### Exercise:
Please convert the rows below, starting at the line with "like [139, 90]." and running through the last line of the rows, both ends included, into a numbered list without any blank lines.

[start of Data for this exercise]

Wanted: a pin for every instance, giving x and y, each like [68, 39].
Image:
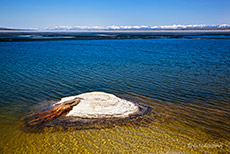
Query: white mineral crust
[101, 105]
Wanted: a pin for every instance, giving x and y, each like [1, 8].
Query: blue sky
[45, 13]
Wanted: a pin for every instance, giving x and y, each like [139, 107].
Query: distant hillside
[124, 28]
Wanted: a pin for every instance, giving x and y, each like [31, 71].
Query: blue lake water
[181, 72]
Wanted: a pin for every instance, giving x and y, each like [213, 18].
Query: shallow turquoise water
[179, 71]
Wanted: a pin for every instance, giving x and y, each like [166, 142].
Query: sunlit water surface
[185, 82]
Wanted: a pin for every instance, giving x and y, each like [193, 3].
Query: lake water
[185, 82]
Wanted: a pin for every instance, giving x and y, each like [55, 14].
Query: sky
[48, 13]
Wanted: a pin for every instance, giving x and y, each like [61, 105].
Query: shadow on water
[64, 123]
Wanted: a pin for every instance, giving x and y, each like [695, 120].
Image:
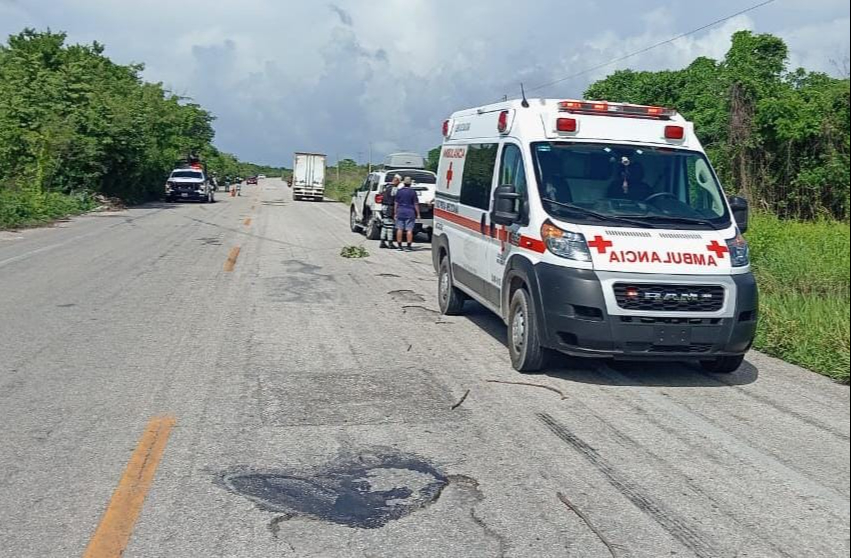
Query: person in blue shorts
[407, 212]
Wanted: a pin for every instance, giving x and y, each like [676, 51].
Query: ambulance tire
[524, 338]
[449, 298]
[723, 365]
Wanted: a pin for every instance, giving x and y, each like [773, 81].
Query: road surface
[216, 381]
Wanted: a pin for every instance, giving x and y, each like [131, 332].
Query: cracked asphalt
[316, 407]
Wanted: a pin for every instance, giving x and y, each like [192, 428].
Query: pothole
[364, 491]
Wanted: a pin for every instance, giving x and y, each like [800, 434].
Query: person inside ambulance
[555, 183]
[629, 183]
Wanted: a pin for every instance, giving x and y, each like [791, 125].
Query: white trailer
[308, 181]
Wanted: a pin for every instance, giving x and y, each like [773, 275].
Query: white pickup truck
[365, 211]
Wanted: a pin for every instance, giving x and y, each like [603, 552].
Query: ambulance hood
[678, 252]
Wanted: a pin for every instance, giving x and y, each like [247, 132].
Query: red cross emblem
[600, 243]
[719, 249]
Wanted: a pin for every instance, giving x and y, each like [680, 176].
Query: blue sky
[340, 77]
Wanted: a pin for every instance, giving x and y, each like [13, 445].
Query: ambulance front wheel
[723, 365]
[450, 299]
[524, 338]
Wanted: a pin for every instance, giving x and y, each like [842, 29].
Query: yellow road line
[232, 256]
[116, 525]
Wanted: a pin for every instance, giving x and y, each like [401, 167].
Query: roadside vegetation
[343, 179]
[74, 124]
[803, 274]
[781, 139]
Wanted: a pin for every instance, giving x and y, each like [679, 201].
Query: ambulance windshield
[628, 185]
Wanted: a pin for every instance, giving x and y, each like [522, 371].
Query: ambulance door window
[478, 175]
[513, 173]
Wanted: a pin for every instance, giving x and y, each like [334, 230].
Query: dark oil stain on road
[405, 295]
[363, 491]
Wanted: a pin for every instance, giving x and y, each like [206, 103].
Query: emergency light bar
[616, 109]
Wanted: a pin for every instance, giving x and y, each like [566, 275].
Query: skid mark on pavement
[116, 525]
[232, 256]
[676, 526]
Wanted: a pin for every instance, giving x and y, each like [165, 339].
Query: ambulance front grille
[669, 298]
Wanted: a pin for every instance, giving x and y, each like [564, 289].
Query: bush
[21, 209]
[803, 274]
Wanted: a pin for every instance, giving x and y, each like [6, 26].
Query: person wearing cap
[407, 212]
[388, 199]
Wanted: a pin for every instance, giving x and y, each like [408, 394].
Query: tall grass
[803, 273]
[23, 208]
[340, 188]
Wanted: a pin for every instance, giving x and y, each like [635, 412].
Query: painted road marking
[232, 256]
[116, 526]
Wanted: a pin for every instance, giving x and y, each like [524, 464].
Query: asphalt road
[315, 407]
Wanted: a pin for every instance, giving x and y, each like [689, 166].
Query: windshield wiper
[600, 216]
[675, 219]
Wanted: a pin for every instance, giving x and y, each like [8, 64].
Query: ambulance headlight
[739, 252]
[565, 244]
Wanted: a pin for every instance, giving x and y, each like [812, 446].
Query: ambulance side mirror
[739, 207]
[505, 205]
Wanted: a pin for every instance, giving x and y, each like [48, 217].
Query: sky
[352, 78]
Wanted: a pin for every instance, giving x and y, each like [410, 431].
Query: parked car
[366, 201]
[189, 184]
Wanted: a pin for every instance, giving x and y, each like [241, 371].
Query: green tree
[780, 138]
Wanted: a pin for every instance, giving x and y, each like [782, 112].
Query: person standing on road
[388, 203]
[407, 213]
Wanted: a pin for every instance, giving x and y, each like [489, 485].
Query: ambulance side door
[467, 176]
[512, 171]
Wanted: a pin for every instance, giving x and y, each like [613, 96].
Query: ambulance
[594, 229]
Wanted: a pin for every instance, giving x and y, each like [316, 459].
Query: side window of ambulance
[478, 175]
[513, 173]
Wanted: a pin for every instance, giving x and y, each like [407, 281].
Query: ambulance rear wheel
[723, 365]
[449, 298]
[524, 339]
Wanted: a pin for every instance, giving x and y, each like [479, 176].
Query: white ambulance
[595, 229]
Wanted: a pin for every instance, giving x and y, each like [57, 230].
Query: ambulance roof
[579, 121]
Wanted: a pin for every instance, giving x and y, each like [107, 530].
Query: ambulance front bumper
[574, 320]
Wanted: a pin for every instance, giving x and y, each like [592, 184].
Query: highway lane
[316, 411]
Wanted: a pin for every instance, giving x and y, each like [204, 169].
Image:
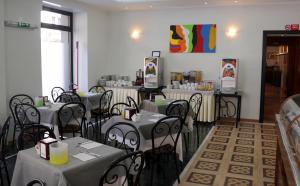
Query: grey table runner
[161, 108]
[76, 173]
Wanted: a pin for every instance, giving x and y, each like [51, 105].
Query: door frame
[63, 28]
[263, 69]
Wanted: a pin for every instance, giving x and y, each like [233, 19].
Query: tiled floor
[230, 156]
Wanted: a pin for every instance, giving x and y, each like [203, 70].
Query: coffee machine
[139, 78]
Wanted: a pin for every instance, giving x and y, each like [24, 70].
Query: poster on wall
[193, 38]
[229, 75]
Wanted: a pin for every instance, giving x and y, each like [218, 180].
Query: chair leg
[14, 133]
[177, 169]
[6, 171]
[1, 177]
[198, 140]
[100, 131]
[152, 170]
[185, 143]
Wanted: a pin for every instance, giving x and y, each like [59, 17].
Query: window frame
[62, 28]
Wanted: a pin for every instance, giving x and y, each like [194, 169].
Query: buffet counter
[287, 166]
[207, 111]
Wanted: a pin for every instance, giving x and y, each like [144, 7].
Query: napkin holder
[159, 100]
[44, 147]
[39, 101]
[129, 112]
[59, 153]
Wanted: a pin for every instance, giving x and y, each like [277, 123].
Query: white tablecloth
[120, 94]
[207, 110]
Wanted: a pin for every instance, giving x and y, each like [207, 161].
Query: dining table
[49, 113]
[161, 107]
[76, 172]
[144, 125]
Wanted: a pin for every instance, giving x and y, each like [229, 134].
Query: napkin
[90, 145]
[84, 156]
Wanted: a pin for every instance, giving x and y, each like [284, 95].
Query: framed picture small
[155, 53]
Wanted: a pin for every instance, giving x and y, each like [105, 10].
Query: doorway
[56, 49]
[280, 71]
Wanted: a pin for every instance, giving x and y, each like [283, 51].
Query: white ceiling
[161, 4]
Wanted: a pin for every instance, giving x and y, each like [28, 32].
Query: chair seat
[47, 125]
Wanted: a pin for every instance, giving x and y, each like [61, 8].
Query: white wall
[23, 49]
[126, 55]
[2, 66]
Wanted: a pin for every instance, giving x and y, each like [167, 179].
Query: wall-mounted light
[136, 34]
[232, 32]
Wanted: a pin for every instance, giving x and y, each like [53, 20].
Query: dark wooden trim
[56, 27]
[50, 9]
[263, 67]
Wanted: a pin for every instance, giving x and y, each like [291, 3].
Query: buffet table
[207, 110]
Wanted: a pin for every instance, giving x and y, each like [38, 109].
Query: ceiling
[162, 4]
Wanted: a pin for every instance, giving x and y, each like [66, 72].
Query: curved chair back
[18, 99]
[31, 135]
[56, 92]
[178, 108]
[68, 96]
[118, 108]
[71, 118]
[195, 103]
[97, 89]
[166, 133]
[3, 136]
[105, 101]
[123, 135]
[132, 103]
[36, 182]
[27, 114]
[128, 165]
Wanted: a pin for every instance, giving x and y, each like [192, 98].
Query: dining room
[144, 92]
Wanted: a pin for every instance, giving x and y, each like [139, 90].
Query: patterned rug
[230, 156]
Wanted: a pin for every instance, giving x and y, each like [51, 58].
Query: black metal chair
[129, 166]
[195, 103]
[124, 136]
[71, 119]
[3, 144]
[132, 103]
[97, 89]
[56, 92]
[27, 115]
[180, 108]
[36, 182]
[118, 108]
[152, 95]
[18, 99]
[167, 128]
[31, 135]
[103, 112]
[68, 96]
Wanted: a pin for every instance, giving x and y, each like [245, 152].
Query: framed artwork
[193, 38]
[155, 53]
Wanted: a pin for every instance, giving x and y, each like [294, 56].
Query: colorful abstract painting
[193, 38]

[end of Data for this exercise]

### Written answer:
1. Wanted: a pin for every instance, giving x and y, each like [139, 90].
2. Query: patterned rug
3. [230, 156]
4. Wanted: a pin for every instance, giving x and y, each like [51, 58].
5. Query: black metal chair
6. [129, 166]
7. [195, 103]
8. [124, 136]
9. [71, 119]
10. [3, 144]
11. [132, 103]
12. [97, 89]
13. [56, 92]
14. [27, 115]
15. [180, 108]
16. [36, 182]
17. [118, 108]
18. [152, 95]
19. [18, 99]
20. [167, 128]
21. [31, 135]
22. [103, 112]
23. [68, 96]
24. Wanted: a pin for every instance, giving x and y, each like [245, 152].
25. Query: framed artwork
26. [193, 38]
27. [155, 53]
28. Wanted: a pin for every instance, giving x and y, each like [294, 56].
29. Query: colorful abstract painting
30. [193, 38]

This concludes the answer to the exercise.